- [Extracted text]:
Registered: 08/11/01
Posts: 7693
Loc: Norfolk, England
 Quote:
Not to blow my own trumpet here... but I have a page of phone wiring diagrams

Blow away!

 Quote:
Also, interesting to note the reverse dial.....

In my younger days, before I had learned of the backward NZ dial, I wondered why Auckland had been assigned STD code 09. It seemed kind of odd (bearing in mind that in Britain we were all used to London having the shortest possible code 01).

Of course, it makes perfect sense once you see this. I would still find an NZ rotary dial odd though -- Just too used to American/British I suppose.
 Quote:
I believe one or more of the Nordic countries may also have used that form of dialling?


Sweden used a dial with the numbers running upwards as normal but with zero at the beginning, i.e. UK positions 1-2-3-4-5-6-7-8-9-0 corresponded to 0-1-2-3-4-5-6-7-8-9. Again, I remember seeing their emergency number 90000 and wondering why ? Makes more sense when you consider that it would be just like dialing 01111 here.

Re the "octothorpe," the reason it's sometimes called pound is because in the U.S. the symbol can be seen after a weight as shorthand for "lb." And of course, I'm sure you're aware of BT's annoying habit of calling it "square."

- [Stored data]:

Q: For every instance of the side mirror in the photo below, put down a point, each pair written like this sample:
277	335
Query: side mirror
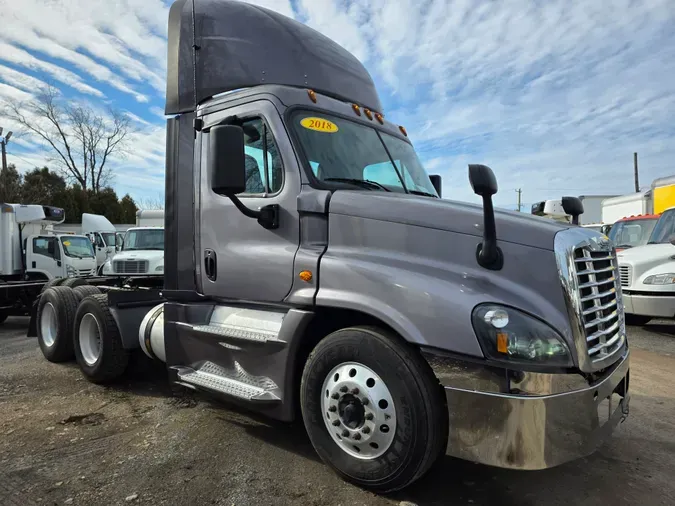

- [Tasks to carry out]:
A - In the post about telephone dials, shorten the paragraph beginning "Sweden used a dial" into a brief list that keeps its main facts.
B - Answer these questions from the post about telephone dials:
(i) Which STD code was assigned to Auckland?
(ii) What was Sweden's emergency number?
(iii) What does BT call the octothorpe?
C - Decide whether each statement agrees with the post about telephone dials. Answer yes or no, and quote the words that decide it.
(i) In Britain, London had the code 01.
(ii) On the Swedish dial, the numbers ran downward.
(iii) In the U.S., the symbol is called pound because it appears after a weight as shorthand for "lb."

- [Answers by task]:
A -
- Sweden's dial numbers ran upward as usual, but zero came first.
- UK positions 1-2-3-4-5-6-7-8-9-0 matched Swedish 0-1-2-3-4-5-6-7-8-9.
- The Swedish emergency number 90000 was therefore like dialing 01111 in the UK.

B -
(i) 09
(ii) 90000
(iii) "Square"

C -
(i) Yes: "in Britain we were all used to London having the shortest possible code 01"
(ii) No: "Sweden used a dial with the numbers running upwards as normal but with zero at the beginning"
(iii) Yes: "the reason it's sometimes called pound is because in the U.S. the symbol can be seen after a weight as shorthand for "lb.""